::: DATA TO PROCESS

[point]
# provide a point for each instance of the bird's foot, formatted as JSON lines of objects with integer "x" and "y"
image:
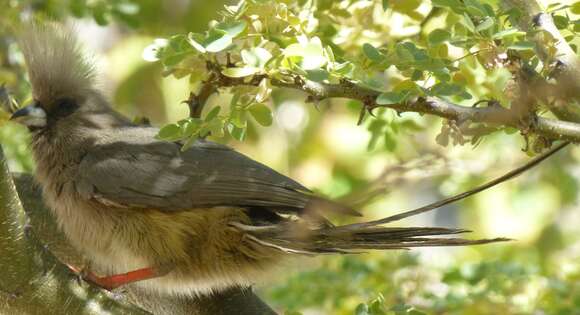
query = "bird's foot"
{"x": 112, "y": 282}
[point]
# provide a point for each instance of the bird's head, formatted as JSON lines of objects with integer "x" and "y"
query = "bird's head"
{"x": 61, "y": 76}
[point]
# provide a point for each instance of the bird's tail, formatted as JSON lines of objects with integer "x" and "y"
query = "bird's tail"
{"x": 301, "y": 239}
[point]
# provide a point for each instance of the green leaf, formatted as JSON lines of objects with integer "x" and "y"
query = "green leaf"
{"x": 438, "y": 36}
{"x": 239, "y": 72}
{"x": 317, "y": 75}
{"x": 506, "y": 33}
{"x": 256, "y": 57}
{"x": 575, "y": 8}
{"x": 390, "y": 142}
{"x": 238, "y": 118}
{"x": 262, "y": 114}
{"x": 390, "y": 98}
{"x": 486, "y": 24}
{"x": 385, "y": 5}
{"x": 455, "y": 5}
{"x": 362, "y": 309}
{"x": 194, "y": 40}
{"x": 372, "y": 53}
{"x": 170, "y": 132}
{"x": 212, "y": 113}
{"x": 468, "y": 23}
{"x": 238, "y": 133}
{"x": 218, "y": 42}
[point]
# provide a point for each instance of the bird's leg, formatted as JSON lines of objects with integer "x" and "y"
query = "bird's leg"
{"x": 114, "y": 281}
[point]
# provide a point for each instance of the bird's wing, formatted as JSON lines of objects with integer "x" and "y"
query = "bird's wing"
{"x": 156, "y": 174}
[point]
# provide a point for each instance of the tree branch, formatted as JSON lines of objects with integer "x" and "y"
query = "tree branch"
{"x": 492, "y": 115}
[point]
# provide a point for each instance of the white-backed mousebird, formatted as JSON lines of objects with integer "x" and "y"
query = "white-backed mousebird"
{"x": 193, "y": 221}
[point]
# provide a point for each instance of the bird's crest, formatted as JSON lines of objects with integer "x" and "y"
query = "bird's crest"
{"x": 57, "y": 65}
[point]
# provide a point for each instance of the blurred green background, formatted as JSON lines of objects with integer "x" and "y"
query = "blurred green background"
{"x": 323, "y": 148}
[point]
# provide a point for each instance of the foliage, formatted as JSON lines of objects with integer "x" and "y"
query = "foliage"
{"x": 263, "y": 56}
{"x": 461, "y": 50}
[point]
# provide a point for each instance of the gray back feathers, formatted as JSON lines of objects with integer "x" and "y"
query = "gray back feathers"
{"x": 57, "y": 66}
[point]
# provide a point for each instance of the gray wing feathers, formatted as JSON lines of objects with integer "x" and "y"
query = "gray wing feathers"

::::::

### PROMPT
Please repeat the entries exactly. Do not include the pictures.

### FULL SOLUTION
[point]
# provide a point for each instance of the bird's foot, formatted as JSON lines of objects with integer "x" and "y"
image:
query = "bird's foot"
{"x": 112, "y": 282}
[point]
# provide a point for each instance of the bird's head, formatted as JSON lines of objects with integer "x" and "y"
query = "bird's head"
{"x": 61, "y": 76}
[point]
# provide a point for each instance of the bird's tail, formatted as JSON lines of objects with integer "x" and "y"
query = "bird's tail"
{"x": 301, "y": 239}
[point]
# provide a point for each instance of the green leaf, formatted as JSON lines of objects with integer "x" and "y"
query = "green leaf"
{"x": 438, "y": 36}
{"x": 239, "y": 72}
{"x": 317, "y": 75}
{"x": 506, "y": 33}
{"x": 256, "y": 57}
{"x": 575, "y": 8}
{"x": 390, "y": 142}
{"x": 238, "y": 118}
{"x": 262, "y": 114}
{"x": 390, "y": 98}
{"x": 486, "y": 24}
{"x": 385, "y": 5}
{"x": 455, "y": 5}
{"x": 362, "y": 309}
{"x": 194, "y": 40}
{"x": 372, "y": 53}
{"x": 170, "y": 132}
{"x": 212, "y": 113}
{"x": 468, "y": 23}
{"x": 238, "y": 133}
{"x": 218, "y": 42}
[point]
# provide a point for each instance of the bird's leg, formatted as JSON lines of objects with integer "x" and "y"
query = "bird's leg"
{"x": 114, "y": 281}
[point]
# provide a point for each instance of the bird's wing, formatted as JSON lines of objects with integer "x" and "y"
query = "bird's wing"
{"x": 156, "y": 174}
[point]
# provide a point for each instance of the tree branch, formatted as JSON lines of objects with integer "x" and "y"
query = "tree branch"
{"x": 492, "y": 115}
[point]
# provide a point for each instance of the white-backed mousebird, formatted as JSON lines of objects with integer "x" and "y"
query = "white-backed mousebird"
{"x": 193, "y": 221}
[point]
# provide a point for each instance of the bird's crest, formatted as JSON lines of objects with integer "x" and "y"
query = "bird's crest"
{"x": 57, "y": 65}
[point]
# provide a point for each instance of the blurred green background, formatted as JSON lines of objects with integer "x" and "y"
query = "blurred green background"
{"x": 323, "y": 148}
[point]
# provide a point for each instance of the foliage, formatted as JSON lines of objects with integer "x" and "y"
query = "foliage"
{"x": 263, "y": 56}
{"x": 461, "y": 50}
[point]
# provide a point for each instance of the gray back feathers, formatted as JSON lines of objects with integer "x" and "y"
query = "gray back feathers"
{"x": 57, "y": 66}
[point]
# provide a point for each instance of the gray wing feathers, formatted as JSON lines of objects with integer "x" and "y"
query = "gray wing feathers"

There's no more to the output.